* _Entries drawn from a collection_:

* BEGIN *

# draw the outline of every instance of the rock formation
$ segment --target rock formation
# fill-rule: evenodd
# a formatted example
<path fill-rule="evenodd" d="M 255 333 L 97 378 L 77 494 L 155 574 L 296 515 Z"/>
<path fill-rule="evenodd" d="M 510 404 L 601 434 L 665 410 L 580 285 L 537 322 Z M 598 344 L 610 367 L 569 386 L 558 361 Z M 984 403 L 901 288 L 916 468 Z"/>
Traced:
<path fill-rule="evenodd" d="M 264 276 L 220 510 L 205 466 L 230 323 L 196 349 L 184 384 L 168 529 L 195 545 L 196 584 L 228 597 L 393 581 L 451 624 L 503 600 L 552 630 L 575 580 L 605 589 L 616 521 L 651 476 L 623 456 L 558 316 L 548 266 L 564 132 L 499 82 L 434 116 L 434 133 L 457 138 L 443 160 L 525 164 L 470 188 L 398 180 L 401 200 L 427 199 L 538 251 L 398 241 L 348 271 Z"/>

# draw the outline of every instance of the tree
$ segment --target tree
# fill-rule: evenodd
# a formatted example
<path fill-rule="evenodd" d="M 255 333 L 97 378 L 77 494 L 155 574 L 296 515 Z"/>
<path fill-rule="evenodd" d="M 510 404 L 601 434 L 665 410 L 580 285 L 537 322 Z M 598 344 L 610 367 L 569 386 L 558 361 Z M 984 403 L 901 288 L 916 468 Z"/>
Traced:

* END *

* _Task prompt_: Quote the data word for word, starting at the line that contains "# draw the outline of every instance of the tree" and continuing through the final line of the data.

* _Response_:
# draw the outline of every instance of the tree
$ segment --target tree
# fill-rule: evenodd
# a formatted example
<path fill-rule="evenodd" d="M 255 333 L 97 378 L 77 494 L 155 574 L 296 515 Z"/>
<path fill-rule="evenodd" d="M 510 404 L 601 434 L 665 410 L 580 285 L 537 322 Z M 598 344 L 610 367 L 569 386 L 558 361 Z M 984 403 L 901 288 L 916 468 Z"/>
Traced:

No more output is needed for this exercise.